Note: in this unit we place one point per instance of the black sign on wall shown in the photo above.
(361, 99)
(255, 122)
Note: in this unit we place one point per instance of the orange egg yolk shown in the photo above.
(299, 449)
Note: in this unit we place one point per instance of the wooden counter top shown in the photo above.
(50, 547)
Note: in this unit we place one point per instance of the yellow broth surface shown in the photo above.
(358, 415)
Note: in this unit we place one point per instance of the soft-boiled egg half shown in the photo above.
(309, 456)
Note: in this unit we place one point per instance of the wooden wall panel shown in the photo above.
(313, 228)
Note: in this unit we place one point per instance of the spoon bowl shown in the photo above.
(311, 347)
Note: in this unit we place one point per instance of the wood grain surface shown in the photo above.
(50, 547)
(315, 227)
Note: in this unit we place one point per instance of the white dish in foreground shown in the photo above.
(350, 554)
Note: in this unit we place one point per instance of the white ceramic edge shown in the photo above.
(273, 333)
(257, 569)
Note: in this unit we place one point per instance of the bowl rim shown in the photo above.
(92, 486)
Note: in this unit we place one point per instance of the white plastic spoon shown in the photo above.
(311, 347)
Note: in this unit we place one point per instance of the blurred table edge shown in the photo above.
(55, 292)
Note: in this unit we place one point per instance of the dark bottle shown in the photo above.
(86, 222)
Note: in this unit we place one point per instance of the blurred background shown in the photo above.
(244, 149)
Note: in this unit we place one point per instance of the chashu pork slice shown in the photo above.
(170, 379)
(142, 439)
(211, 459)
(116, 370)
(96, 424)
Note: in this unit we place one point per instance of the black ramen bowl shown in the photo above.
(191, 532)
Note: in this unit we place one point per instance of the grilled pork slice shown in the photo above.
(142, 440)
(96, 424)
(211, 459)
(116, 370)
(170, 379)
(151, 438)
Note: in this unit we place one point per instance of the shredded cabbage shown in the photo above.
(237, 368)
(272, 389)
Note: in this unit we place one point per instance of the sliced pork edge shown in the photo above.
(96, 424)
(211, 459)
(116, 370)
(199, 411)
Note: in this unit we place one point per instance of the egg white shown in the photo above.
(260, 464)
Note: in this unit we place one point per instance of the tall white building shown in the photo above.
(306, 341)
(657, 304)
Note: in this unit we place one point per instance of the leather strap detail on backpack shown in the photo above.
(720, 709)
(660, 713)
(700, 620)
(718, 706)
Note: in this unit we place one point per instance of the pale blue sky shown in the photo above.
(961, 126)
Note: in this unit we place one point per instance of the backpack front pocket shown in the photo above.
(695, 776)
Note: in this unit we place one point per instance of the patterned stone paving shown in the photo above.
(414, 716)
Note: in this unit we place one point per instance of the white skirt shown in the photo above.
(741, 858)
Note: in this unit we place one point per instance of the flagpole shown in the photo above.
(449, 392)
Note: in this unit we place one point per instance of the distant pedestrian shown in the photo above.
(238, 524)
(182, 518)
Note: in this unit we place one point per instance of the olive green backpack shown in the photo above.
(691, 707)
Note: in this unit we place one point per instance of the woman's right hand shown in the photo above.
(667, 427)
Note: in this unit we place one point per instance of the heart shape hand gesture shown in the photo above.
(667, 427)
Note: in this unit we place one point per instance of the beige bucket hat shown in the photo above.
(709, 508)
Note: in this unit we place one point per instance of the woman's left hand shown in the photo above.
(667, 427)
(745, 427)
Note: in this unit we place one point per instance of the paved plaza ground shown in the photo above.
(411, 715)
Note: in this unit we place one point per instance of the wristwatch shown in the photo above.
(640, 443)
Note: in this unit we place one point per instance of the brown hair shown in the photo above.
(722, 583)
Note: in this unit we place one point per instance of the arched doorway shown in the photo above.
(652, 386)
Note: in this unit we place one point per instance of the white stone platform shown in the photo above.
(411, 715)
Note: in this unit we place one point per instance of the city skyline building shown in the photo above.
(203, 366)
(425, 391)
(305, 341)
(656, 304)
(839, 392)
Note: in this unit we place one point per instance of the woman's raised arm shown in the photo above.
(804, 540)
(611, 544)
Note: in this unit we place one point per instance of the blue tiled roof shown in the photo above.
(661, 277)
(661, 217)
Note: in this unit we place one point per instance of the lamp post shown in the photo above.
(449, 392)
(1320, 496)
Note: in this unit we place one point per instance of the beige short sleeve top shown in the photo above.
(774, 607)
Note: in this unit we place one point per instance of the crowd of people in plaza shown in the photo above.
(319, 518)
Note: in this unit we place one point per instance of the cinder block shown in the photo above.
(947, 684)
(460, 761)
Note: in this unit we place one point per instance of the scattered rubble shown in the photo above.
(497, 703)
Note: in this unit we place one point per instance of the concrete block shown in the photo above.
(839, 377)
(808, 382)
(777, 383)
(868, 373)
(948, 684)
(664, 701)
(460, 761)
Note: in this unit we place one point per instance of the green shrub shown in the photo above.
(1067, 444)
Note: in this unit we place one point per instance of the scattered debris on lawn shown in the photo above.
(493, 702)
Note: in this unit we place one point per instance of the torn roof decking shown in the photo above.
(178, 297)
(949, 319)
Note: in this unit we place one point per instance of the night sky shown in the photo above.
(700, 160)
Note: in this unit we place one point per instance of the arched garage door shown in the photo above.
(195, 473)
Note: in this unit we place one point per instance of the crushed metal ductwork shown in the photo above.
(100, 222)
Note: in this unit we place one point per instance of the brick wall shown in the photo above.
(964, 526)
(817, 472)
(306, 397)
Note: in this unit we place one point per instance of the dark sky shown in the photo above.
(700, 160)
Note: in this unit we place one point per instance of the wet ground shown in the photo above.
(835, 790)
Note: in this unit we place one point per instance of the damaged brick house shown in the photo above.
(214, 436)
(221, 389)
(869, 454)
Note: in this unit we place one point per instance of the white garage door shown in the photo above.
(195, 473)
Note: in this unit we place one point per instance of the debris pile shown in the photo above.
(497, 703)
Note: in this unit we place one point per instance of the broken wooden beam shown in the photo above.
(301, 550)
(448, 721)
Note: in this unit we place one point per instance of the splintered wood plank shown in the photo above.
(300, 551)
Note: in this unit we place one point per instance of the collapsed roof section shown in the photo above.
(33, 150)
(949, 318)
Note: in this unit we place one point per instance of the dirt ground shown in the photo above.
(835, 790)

-- TASK BRIEF --
The records above need to be retyped in full, exactly as given.

-- WRITTEN ANSWER --
Note: in this unit we place one point per instance of the black sign on wall shown in the photo above.
(361, 99)
(255, 122)
Note: in this unit we place one point per instance of the orange egg yolk shown in the photo above.
(299, 449)
Note: in this unit we place one point per instance of the wooden counter top shown in the photo above.
(50, 547)
Note: in this unit we place one point per instance of the yellow broth surface shown in the photo above.
(358, 415)
Note: in this unit we place one point per instance of the soft-boiled egg half shown in the photo above.
(309, 456)
Note: in this unit we place one point per instance of the wooden wall panel shown in the photo above.
(313, 228)
Note: in this unit we place one point per instance of the spoon bowl shown in the photo above.
(311, 347)
Note: in this unit we place one point per instance of the wood grain surface shown in the photo above.
(50, 547)
(315, 227)
Note: in this unit we place one point per instance of the white dish in foreground shown in the photo above.
(350, 554)
Note: in this unit we place one point per instance of the white ceramic edge shown in the photo above.
(273, 333)
(257, 569)
Note: in this unit we place one point per instance of the bowl rim shown in the photo above.
(92, 486)
Note: in this unit we place one point per instance of the white plastic spoon shown in the photo above.
(311, 347)
Note: in this unit we place one point per instance of the blurred table edge shown in the photo above.
(55, 292)
Note: in this unit we place one point per instance of the dark bottle shown in the photo above.
(86, 222)
Note: in this unit we place one point per instance of the blurred background shown in the photo above.
(244, 149)
Note: in this unit we place one point per instance of the chashu pork slice shown in the photo above.
(170, 379)
(142, 439)
(211, 459)
(116, 370)
(96, 424)
Note: in this unit we place one point per instance of the black ramen bowl shown in the photo above.
(191, 532)
Note: in this unit we place one point per instance of the grilled pork slice shown in the photo above.
(142, 440)
(96, 424)
(211, 459)
(116, 370)
(170, 379)
(151, 438)
Note: in this unit we place one point per instance of the shredded cabbage shown in the photo above.
(237, 368)
(272, 389)
Note: in this unit we place one point per instance of the sliced pork edge shown in the photo above.
(96, 424)
(211, 459)
(116, 370)
(199, 411)
Note: in this unit we place one point per instance of the egg white shown in the photo above.
(260, 464)
Note: in this unit we place one point per instance of the tall white building shown in the photo above.
(306, 341)
(657, 304)
Note: in this unit we place one point per instance of the leather strap detail on backpack shown in the photo above.
(720, 709)
(660, 713)
(700, 620)
(718, 706)
Note: in this unit we place one point per instance of the pale blue sky shown in the photo above.
(961, 126)
Note: in this unit we place one point per instance of the backpack front pocket shown in the photo above.
(695, 776)
Note: in this unit we place one point per instance of the patterned stone paving shown in the photo above.
(414, 716)
Note: in this unit we place one point per instance of the white skirt shown in the photo above.
(741, 858)
Note: in this unit we place one point per instance of the flagpole shown in the photo above.
(449, 392)
Note: in this unit we place one point per instance of the distant pedestrian shown in the photo above.
(238, 524)
(182, 518)
Note: in this unit we place one point per instance of the olive green backpack shown in the photo above.
(691, 707)
Note: in this unit we place one point per instance of the woman's right hand shown in the photo above.
(667, 427)
Note: in this unit we place one point per instance of the heart shape hand gesture shown in the photo above.
(667, 427)
Note: in this unit we place one point per instance of the beige bucket hat shown in the photo above.
(709, 508)
Note: in this unit we place one point per instance of the woman's left hand shown in the photo above.
(667, 427)
(745, 427)
Note: in this unit we place one point per instance of the paved plaza ground shown in the photo above.
(411, 715)
Note: in this unit we place one point per instance of the wristwatch shown in the photo above.
(640, 443)
Note: in this unit we place one point per instance of the brown hair shown in the photo above.
(722, 583)
Note: in this unit we place one point per instance of the arched doorway shown in the photo above.
(652, 386)
Note: in this unit we place one point per instance of the white stone platform shown in the photo above.
(411, 715)
Note: in this unit we place one point per instance of the city skyline building shown in the photo above.
(203, 366)
(425, 391)
(305, 341)
(656, 304)
(839, 392)
Note: in this unit we place one point per instance of the woman's raised arm shown in the photo above.
(804, 540)
(611, 544)
Note: in this unit we place one point per instance of the blue tiled roof shown in the photo above.
(661, 277)
(661, 217)
Note: in this unit we place one point per instance of the lamp post shown in the photo above.
(449, 392)
(1320, 496)
Note: in this unit we place one point per instance of the beige short sleeve top shown in the photo above.
(774, 607)
Note: in this unit we place one point per instance of the crowd of people in plaza shown in the photo above.
(319, 518)
Note: in this unit we place one point per instance of the cinder block shown in the photo above.
(947, 684)
(460, 761)
Note: in this unit we place one point per instance of the scattered rubble shown in the photo above.
(497, 703)
Note: in this unit we place one point per instance of the concrete block shown in the photo above.
(839, 377)
(808, 382)
(777, 383)
(868, 373)
(948, 684)
(664, 701)
(460, 761)
Note: in this unit we place one point per instance of the green shrub shown in the photo above.
(1067, 444)
Note: in this unit we place one point per instance of the scattered debris on lawn shown in the photo above.
(493, 702)
Note: in this unit we place one point per instance of the torn roof decking shown in the photo above.
(178, 297)
(949, 319)
Note: in this unit we place one point per instance of the night sky shown in the photo above.
(700, 160)
Note: in this unit we place one point per instance of the arched garage door shown in the photo above.
(195, 473)
Note: in this unit we place one point per instance of the crushed metal ductwork shown in the photo above.
(100, 222)
Note: in this unit we place one point per instance of the brick wall shown in the photo above.
(964, 526)
(817, 472)
(306, 397)
Note: in this unit we place one point per instance of the dark sky shown in the photo above.
(700, 160)
Note: in this unit we place one point per instance of the wet ground shown in the photo above.
(835, 790)
Note: in this unit we place one point per instance of the damaged brick house shown in the photo above.
(214, 436)
(221, 389)
(869, 454)
Note: in this unit we place one point per instance of the white garage door shown in the photo above.
(195, 473)
Note: in this unit we place one point per instance of the debris pile shown in the photo above.
(497, 703)
Note: in this unit we place one point per instance of the broken wooden beam shown in the photo above.
(301, 550)
(448, 721)
Note: in this unit we place one point per instance of the splintered wood plank shown in the photo above.
(300, 551)
Note: in this unit we place one point per instance of the collapsed roof section shown in the photo above.
(33, 150)
(949, 318)
Note: in this unit we place one point per instance of the dirt ground shown in the photo above.
(835, 790)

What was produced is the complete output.